### [INPUT]
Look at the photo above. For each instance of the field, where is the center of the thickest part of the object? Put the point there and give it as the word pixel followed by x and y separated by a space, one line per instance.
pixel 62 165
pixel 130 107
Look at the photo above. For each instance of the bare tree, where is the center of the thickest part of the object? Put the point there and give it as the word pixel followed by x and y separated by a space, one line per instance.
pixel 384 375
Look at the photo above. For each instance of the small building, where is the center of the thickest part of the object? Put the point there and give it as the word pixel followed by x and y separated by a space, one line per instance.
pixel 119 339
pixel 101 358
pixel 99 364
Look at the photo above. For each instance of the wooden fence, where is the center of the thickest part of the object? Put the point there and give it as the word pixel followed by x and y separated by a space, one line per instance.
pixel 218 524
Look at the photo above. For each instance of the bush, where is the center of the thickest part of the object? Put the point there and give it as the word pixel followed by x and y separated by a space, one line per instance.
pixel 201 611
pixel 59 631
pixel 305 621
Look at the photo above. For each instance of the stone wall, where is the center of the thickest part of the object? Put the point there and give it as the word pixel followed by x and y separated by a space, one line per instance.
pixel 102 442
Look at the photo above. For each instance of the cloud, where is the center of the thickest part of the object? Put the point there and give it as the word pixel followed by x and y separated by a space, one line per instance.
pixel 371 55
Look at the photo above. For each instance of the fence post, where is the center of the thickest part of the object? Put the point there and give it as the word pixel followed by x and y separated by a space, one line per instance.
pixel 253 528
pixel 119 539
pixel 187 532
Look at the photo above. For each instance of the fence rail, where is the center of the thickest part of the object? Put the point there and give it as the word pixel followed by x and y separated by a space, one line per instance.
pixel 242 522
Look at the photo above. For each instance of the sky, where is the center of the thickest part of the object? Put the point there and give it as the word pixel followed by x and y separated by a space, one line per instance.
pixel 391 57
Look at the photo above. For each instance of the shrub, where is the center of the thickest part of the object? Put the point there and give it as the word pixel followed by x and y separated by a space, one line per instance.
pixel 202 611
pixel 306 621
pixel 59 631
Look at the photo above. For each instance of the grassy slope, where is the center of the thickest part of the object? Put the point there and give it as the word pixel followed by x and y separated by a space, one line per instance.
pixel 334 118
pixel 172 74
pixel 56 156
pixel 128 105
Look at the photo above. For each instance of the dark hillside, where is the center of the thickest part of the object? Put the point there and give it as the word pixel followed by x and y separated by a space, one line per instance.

### [WORK INSTRUCTION]
Exactly as it appears above, retype the material in full.

### [FINISHED TASK]
Look at the photo above. For each instance of the field, where is the center of the thickest part of the object? Put the point there and give it as the word pixel followed by x and y separated by a space, one line per instance.
pixel 62 165
pixel 130 107
Look at the photo above. For each instance of the bare tree, where is the center of the thickest part of the object? Put the point there and give it as the word pixel followed by x and y separated by a space, one line per instance.
pixel 384 375
Look at the photo above. For each instance of the small building, where is the center of the thickest part of the object? Put the point there and give it as the word pixel followed by x and y separated by a space, one line per instance.
pixel 119 339
pixel 101 358
pixel 99 364
Look at the photo above. For each instance of the wooden fence, where is the center of the thickest part of the object? Put the point there and give it as the word pixel followed by x and y separated by a space, one line per instance.
pixel 218 524
Look at the photo above. For each instance of the bush, where is the center of the thickest part of the object? Put the point there and give it as the word pixel followed by x and y separated by a space, one line per instance.
pixel 201 611
pixel 59 631
pixel 305 621
Look at the photo above. For each instance of the stone wall, where is the center of the thickest part of the object? Put the point there and give it as the word pixel followed by x and y separated by a space, one line per instance.
pixel 102 442
Look at the photo above. For each instance of the cloud, where is the center of the thickest part of the object? Put the point there and give it as the word pixel followed by x and y separated by a space, one line per instance.
pixel 371 55
Look at the photo above. For each instance of the fence post, where is the center of the thickest part of the object? Put the point there and give it as the word pixel followed by x and y separated by a space, one line per instance.
pixel 253 528
pixel 119 539
pixel 187 532
Look at the photo above. For each instance of the fence rail, where is the center of the thickest part of the object? Put the point there and give it as the word pixel followed by x and y separated by a space, one line per instance.
pixel 242 522
Look at the photo above. For each instance of the sky, where is the center of the thickest part of the object? Put the point there and give it as the word pixel followed by x and y separated by a space, one line per instance.
pixel 391 57
Look at the photo above. For each instance of the shrub, where is the center of the thickest part of the object? Put the point there and give it as the word pixel followed by x and y separated by a space, one line per instance.
pixel 202 611
pixel 306 621
pixel 59 631
Look at the photo above. For each instance of the grassy slope, where is the center of the thickest part of the object? Put the point there and give it as the word pixel followed by x and y separated by a space, one line per instance.
pixel 334 118
pixel 172 74
pixel 56 156
pixel 128 105
Look at the photo above. For each instance of the dark hillside, where is the center of the thickest part of the object? Put the point there and give it as the word pixel followed by x and y separated by a space, one line per instance.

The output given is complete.